__Provided passage__
My mom always told me that I could swim before I could walk.
Whether or not that’s actually true, I can vividly remember loving the water as a child. My paternal grandmother, Peggy, insisted that my sisters and I received swimming lessons, so we went to the YMCA in Houston to learn. While growing up, we regularly visited out family riverhouse off the San Bernard River in Southeast Texas, which is where I regularly went crabbing and sliced my feet open somehow every time we went. How I managed to avoid tetanus was a miracle to me.
Somehow or another, my sisters and I were enrolled in the neighborhood swim team, at which I was drug out of bed in the early hours of muggy Texas mornings and rode my bike to the pool, where we swam for practices and swim meets throughout the summers. I can still remember the sharp contrast of chlorine, sunscreen, and sharpie-written heat combinations on my hand. The box of ribbons is still at my parents’ house somewhere.

__Information supplied__
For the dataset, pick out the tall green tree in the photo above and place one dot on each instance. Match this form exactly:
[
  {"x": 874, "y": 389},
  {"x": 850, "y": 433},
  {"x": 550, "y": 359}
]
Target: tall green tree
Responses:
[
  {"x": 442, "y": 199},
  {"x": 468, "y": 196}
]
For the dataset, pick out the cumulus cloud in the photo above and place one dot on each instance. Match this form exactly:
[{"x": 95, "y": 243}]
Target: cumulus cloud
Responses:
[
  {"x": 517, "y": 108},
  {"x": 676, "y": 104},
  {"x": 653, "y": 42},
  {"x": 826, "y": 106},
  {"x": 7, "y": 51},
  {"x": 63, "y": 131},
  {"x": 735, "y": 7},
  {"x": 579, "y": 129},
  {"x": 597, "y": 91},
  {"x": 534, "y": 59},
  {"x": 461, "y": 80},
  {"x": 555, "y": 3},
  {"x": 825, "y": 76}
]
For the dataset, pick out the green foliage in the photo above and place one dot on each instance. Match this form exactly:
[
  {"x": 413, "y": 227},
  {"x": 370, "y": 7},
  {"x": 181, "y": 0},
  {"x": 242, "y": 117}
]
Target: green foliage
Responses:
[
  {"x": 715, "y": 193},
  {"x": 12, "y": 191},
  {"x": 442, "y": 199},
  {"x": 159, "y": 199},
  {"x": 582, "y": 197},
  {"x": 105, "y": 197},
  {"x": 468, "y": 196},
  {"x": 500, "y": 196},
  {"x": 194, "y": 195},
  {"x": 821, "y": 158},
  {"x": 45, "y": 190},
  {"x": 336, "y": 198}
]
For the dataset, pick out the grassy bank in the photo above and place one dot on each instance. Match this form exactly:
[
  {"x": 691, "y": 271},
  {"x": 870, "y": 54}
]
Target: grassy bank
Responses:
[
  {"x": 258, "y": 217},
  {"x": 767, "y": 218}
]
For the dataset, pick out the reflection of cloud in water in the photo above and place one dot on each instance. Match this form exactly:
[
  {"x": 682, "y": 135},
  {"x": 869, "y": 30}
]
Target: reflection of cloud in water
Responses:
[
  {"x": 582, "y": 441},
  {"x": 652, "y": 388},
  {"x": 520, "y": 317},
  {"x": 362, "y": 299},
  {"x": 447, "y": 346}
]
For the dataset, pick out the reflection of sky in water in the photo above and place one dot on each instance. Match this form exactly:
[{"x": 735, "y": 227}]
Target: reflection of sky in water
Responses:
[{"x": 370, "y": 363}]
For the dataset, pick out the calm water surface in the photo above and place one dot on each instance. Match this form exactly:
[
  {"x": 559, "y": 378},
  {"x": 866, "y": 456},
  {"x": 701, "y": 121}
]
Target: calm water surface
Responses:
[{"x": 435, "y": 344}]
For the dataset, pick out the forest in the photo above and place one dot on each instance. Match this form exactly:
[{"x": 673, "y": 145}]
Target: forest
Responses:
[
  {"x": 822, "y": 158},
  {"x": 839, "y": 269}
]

__Using the information__
1: In the passage about learning to swim, who insisted that the sisters get swimming lessons?
2: Pick up the passage about learning to swim and continue it after its last sentence.

__Results of the exercise__
1: Peggy, the paternal grandmother, insisted on it.

2:
Any time there was an opportunity to involve water with a trip, we did. My cousins from Arizona came to visit on a semi-regular basis, and we all enjoyed the usage of the pool as much as possible.
Farther back in the history of my love affair with water, I remember watching with delight as the whale trainers at SeaWorld danced with the most spectacular creatures I had ever seen. I stood frozen to the spot as I watched them, tiny as a doll, interact with the whales and swim like mermaids in the water. I remember telling my mom, “I want to be one of them when I grow up.” She waited until after the show and marched me right down to the front of the monstrous water tank and got the attention of the male trainer, who approached us.

She told me that I needed to tell him what I told her, so I did. I remember his smile, the crinkle in his eyes. “Well, can you swim?” he asked.
“Like a fish.” I managed to get the words out before eyes widening in surprise as I realized that I was merely five or so feet from one of the whales, who had slid up on the shallow water trough where the trainer was standing. It was the most beautiful thing I had ever seen.
He looked back at the whale, then smiled at me again. “Well, you’re going to have to do that for sure. I’ll tell you three things you need to do as you grow up to be a trainer like me, then you can work with animals like this guy,” he told me.
Mom beamed. I was hooked.
“First, you need to be a great swimmer.”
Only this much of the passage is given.